Dataset rows:
══════
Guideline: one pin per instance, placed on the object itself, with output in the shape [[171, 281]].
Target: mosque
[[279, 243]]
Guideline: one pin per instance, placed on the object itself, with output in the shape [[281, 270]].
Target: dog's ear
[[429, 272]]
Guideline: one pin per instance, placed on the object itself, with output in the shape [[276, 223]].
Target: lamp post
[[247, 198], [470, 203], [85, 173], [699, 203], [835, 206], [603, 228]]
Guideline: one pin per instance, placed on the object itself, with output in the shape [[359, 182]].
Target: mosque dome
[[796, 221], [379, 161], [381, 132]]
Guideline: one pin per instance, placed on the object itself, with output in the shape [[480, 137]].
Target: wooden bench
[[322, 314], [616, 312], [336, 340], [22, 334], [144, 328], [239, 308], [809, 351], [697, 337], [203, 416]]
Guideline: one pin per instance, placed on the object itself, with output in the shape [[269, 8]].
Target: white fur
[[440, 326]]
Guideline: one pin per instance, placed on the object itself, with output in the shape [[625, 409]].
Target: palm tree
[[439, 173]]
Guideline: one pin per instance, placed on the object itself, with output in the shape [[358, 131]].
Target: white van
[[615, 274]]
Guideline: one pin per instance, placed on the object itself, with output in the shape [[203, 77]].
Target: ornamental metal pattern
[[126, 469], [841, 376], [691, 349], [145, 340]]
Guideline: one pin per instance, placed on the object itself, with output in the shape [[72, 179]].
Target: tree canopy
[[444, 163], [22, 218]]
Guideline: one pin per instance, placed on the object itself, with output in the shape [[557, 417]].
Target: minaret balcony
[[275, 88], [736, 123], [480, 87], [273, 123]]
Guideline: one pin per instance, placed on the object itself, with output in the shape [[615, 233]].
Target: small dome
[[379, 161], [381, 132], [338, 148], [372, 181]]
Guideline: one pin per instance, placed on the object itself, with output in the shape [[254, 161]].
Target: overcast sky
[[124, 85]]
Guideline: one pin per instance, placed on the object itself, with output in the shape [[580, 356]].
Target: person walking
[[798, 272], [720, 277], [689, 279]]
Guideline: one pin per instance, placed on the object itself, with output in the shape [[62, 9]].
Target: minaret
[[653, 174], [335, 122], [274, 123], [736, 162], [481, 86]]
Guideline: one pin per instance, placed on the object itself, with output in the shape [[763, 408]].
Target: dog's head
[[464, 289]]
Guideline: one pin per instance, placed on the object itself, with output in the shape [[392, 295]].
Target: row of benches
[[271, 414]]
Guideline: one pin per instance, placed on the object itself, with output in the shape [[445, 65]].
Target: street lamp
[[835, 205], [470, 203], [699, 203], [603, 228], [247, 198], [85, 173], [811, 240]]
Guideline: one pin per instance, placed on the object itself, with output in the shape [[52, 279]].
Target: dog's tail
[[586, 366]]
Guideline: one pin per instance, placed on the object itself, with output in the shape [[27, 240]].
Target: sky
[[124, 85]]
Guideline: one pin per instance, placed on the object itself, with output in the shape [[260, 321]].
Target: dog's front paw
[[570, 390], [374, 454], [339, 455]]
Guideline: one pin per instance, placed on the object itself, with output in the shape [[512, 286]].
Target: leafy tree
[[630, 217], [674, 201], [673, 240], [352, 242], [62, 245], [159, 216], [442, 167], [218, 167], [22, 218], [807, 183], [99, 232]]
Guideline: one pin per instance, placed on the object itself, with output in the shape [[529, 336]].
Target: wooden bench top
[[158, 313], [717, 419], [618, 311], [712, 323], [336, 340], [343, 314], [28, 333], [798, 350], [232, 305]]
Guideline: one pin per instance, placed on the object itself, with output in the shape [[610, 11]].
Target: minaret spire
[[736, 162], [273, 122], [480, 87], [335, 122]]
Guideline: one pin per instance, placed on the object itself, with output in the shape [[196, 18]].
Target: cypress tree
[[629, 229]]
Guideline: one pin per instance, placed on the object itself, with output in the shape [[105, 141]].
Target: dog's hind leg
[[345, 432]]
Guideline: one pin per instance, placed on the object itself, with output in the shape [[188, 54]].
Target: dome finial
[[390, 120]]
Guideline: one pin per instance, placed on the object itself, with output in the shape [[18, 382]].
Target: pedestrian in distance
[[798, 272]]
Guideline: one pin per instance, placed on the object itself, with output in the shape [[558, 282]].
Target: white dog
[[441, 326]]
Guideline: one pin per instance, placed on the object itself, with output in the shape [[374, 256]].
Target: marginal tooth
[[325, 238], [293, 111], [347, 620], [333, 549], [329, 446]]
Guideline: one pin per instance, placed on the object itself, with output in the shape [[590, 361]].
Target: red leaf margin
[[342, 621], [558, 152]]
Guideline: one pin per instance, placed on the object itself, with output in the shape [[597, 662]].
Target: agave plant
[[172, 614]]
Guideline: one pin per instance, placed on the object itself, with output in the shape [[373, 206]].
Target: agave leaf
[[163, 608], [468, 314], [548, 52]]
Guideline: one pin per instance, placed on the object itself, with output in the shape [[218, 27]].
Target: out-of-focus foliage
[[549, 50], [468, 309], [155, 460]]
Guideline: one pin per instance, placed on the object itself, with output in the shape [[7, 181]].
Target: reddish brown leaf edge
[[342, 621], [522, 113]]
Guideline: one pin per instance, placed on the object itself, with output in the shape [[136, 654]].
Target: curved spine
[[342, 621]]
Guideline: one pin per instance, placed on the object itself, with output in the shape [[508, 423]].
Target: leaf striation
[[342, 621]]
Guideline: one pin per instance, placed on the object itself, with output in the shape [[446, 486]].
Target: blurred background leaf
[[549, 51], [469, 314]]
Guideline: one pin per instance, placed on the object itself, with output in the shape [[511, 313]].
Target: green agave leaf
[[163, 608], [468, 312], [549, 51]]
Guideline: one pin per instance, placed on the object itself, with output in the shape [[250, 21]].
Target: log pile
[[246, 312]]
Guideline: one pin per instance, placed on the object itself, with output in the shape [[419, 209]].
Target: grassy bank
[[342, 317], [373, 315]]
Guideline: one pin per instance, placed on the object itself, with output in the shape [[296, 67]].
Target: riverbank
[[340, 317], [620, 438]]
══════
Exercise prompt ▸
Please render the listing above as a Markdown table with the columns Row and Text, giving each line its row number and leaving out blank lines.

Reply to the exercise ▸
| Row | Text |
|---|---|
| 1 | Guideline: one pin per instance, placed on the object itself, with output in the shape [[171, 281]]. |
| 2 | Target: mosque |
| 3 | [[279, 243]] |
| 4 | Guideline: one pin per instance, placed on the object itself, with output in the shape [[281, 270]]. |
| 5 | Target: dog's ear |
| 6 | [[429, 272]] |
| 7 | Guideline: one pin per instance, placed on the object itself, with output in the shape [[276, 223]]. |
| 8 | Target: lamp post |
| 9 | [[247, 198], [470, 203], [85, 173], [699, 203], [835, 206], [603, 228]] |
| 10 | Guideline: one pin per instance, placed on the object itself, with output in the shape [[359, 182]]. |
| 11 | Target: mosque dome |
| 12 | [[796, 221], [379, 161], [381, 132]] |
| 13 | Guideline: one pin per instance, placed on the object itself, with output in the shape [[480, 137]]. |
| 14 | Target: wooden bench |
| 15 | [[322, 314], [616, 312], [336, 340], [22, 334], [144, 328], [239, 308], [809, 351], [697, 337], [203, 416]] |
| 16 | Guideline: one pin per instance, placed on the object itself, with output in the shape [[269, 8]]. |
| 17 | Target: white fur |
| 18 | [[440, 326]] |
| 19 | Guideline: one pin per instance, placed on the object itself, with output in the shape [[625, 409]]. |
| 20 | Target: palm tree |
| 21 | [[439, 173]] |
| 22 | Guideline: one pin per instance, placed on the object itself, with output in the shape [[358, 131]]. |
| 23 | Target: white van |
| 24 | [[615, 274]] |
| 25 | Guideline: one pin per instance, placed on the object itself, with output in the shape [[203, 77]]. |
| 26 | Target: ornamental metal pattern |
| 27 | [[126, 469], [841, 376], [691, 349], [145, 340]] |
| 28 | Guideline: one pin per instance, placed on the object itself, with output in the shape [[72, 179]]. |
| 29 | Target: tree canopy |
| 30 | [[444, 163], [22, 218]] |
| 31 | Guideline: one pin per instance, placed on the object itself, with output in the shape [[557, 417]]. |
| 32 | Target: minaret balcony |
| 33 | [[275, 88], [736, 123], [480, 87], [273, 123]] |
| 34 | Guideline: one pin per instance, placed on the object itself, with output in the shape [[615, 233]]. |
| 35 | Target: small dome |
| 36 | [[379, 161], [381, 132], [338, 148], [372, 181]] |
| 37 | Guideline: one pin per instance, placed on the object itself, with output in the shape [[254, 161]]. |
| 38 | Target: overcast sky |
| 39 | [[124, 85]] |
| 40 | Guideline: one pin per instance, placed on the object itself, with output in the shape [[580, 356]]. |
| 41 | Target: person walking |
| 42 | [[798, 272], [720, 277], [689, 279]] |
| 43 | Guideline: one pin per instance, placed on the object itself, with output in the shape [[62, 9]]. |
| 44 | Target: minaret |
| 45 | [[653, 174], [335, 122], [274, 123], [736, 162], [481, 86]] |
| 46 | Guideline: one pin per instance, placed on the object itself, with output in the shape [[763, 408]]. |
| 47 | Target: dog's head |
| 48 | [[464, 289]] |
| 49 | Guideline: one pin per instance, placed on the object itself, with output in the shape [[392, 295]]. |
| 50 | Target: row of benches |
| 51 | [[271, 414]] |
| 52 | Guideline: one pin per instance, placed on the object itself, with output in the shape [[445, 65]]. |
| 53 | Target: street lamp |
| 54 | [[835, 205], [470, 203], [699, 203], [603, 228], [247, 198], [85, 173], [811, 240]] |
| 55 | Guideline: one pin per instance, placed on the object itself, with output in the shape [[52, 279]]. |
| 56 | Target: dog's tail |
| 57 | [[586, 366]] |
| 58 | Guideline: one pin per instance, placed on the object itself, with output in the shape [[27, 240]]. |
| 59 | Target: sky |
| 60 | [[124, 85]] |
| 61 | Guideline: one pin per instance, placed on the object itself, with output in the shape [[260, 321]]. |
| 62 | Target: dog's front paw |
| 63 | [[570, 390], [374, 454], [339, 455]] |
| 64 | Guideline: one pin per instance, placed on the object itself, with output in the shape [[512, 286]]. |
| 65 | Target: leafy tree |
| 66 | [[630, 217], [674, 201], [673, 240], [352, 242], [62, 245], [159, 216], [442, 167], [218, 167], [22, 218], [807, 183], [99, 232]] |
| 67 | Guideline: one pin per instance, placed on the object itself, with output in the shape [[529, 336]]. |
| 68 | Target: wooden bench top |
| 69 | [[158, 313], [717, 419], [618, 311], [712, 323], [336, 340], [343, 314], [28, 333], [798, 350], [232, 305]] |
| 70 | Guideline: one pin per instance, placed on the object itself, with output in the shape [[610, 11]]. |
| 71 | Target: minaret spire |
| 72 | [[736, 162], [273, 122], [480, 87], [335, 122]] |
| 73 | Guideline: one pin per instance, placed on the object itself, with output in the shape [[196, 18]]. |
| 74 | Target: cypress tree |
| 75 | [[629, 229]] |
| 76 | Guideline: one pin per instance, placed on the object itself, with output in the shape [[105, 141]]. |
| 77 | Target: dog's hind leg |
| 78 | [[345, 432]] |
| 79 | Guideline: one pin per instance, placed on the object itself, with output in the shape [[188, 54]]. |
| 80 | Target: dome finial |
| 81 | [[390, 120]] |
| 82 | Guideline: one pin per instance, placed on the object itself, with output in the shape [[18, 382]]. |
| 83 | Target: pedestrian in distance |
| 84 | [[798, 272]] |
| 85 | Guideline: one pin per instance, placed on the object itself, with output in the shape [[558, 282]]. |
| 86 | Target: white dog |
| 87 | [[441, 326]] |
| 88 | Guideline: one pin per instance, placed on the object itself, with output in the shape [[374, 256]]. |
| 89 | Target: marginal tooth |
| 90 | [[325, 238], [293, 111], [347, 620], [333, 549], [329, 446]] |
| 91 | Guideline: one pin per instance, placed on the object itself, with output in the shape [[590, 361]]. |
| 92 | Target: red leaf margin |
| 93 | [[342, 621], [558, 152]] |
| 94 | Guideline: one pin per instance, placed on the object itself, with output in the shape [[597, 662]]. |
| 95 | Target: agave plant |
| 96 | [[172, 614]] |
| 97 | Guideline: one pin per instance, placed on the object itself, with output in the shape [[373, 206]]. |
| 98 | Target: agave leaf |
| 99 | [[163, 608], [468, 314], [548, 52]] |
| 100 | Guideline: one pin per instance, placed on the object itself, with output in the shape [[218, 27]]. |
| 101 | Target: out-of-focus foliage |
| 102 | [[549, 50], [468, 309], [155, 460]] |
| 103 | Guideline: one pin per instance, placed on the object itself, with output in the shape [[7, 181]]. |
| 104 | Target: reddish brown leaf edge |
| 105 | [[342, 621], [522, 113]] |
| 106 | Guideline: one pin per instance, placed on the object itself, with output in the shape [[136, 654]]. |
| 107 | Target: curved spine |
| 108 | [[342, 621]] |
| 109 | Guideline: one pin per instance, placed on the object itself, with output in the shape [[508, 423]]. |
| 110 | Target: leaf striation |
| 111 | [[342, 621]] |
| 112 | Guideline: one pin per instance, placed on the object itself, with output in the shape [[446, 486]]. |
| 113 | Target: blurred background leaf |
| 114 | [[549, 51], [469, 314]] |
| 115 | Guideline: one pin per instance, placed on the object itself, with output in the shape [[511, 313]]. |
| 116 | Target: green agave leaf |
| 117 | [[163, 608], [468, 312], [549, 51]] |
| 118 | Guideline: one pin per instance, placed on the object itself, with output in the shape [[250, 21]]. |
| 119 | Target: log pile |
| 120 | [[246, 312]] |
| 121 | Guideline: one pin per instance, placed on the object itself, with output in the shape [[419, 209]]. |
| 122 | Target: grassy bank |
| 123 | [[342, 317], [373, 315]] |
| 124 | Guideline: one pin per instance, placed on the object itself, with output in the shape [[296, 67]]. |
| 125 | Target: riverbank |
| 126 | [[340, 317], [620, 438]] |